What to produce.
Please update the lines below, swapping "instance" for "occurrence" and keeping everything else the same.

Given information.
● ● ● ●

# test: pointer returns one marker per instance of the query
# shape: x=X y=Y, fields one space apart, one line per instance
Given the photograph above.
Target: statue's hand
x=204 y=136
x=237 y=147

● ● ● ●

The result.
# test: pointer returns one marker per occurrence of the query
# shape: x=X y=Y, fields one space apart, one line per occurrence
Given the photograph above.
Target: statue's hand
x=204 y=136
x=237 y=147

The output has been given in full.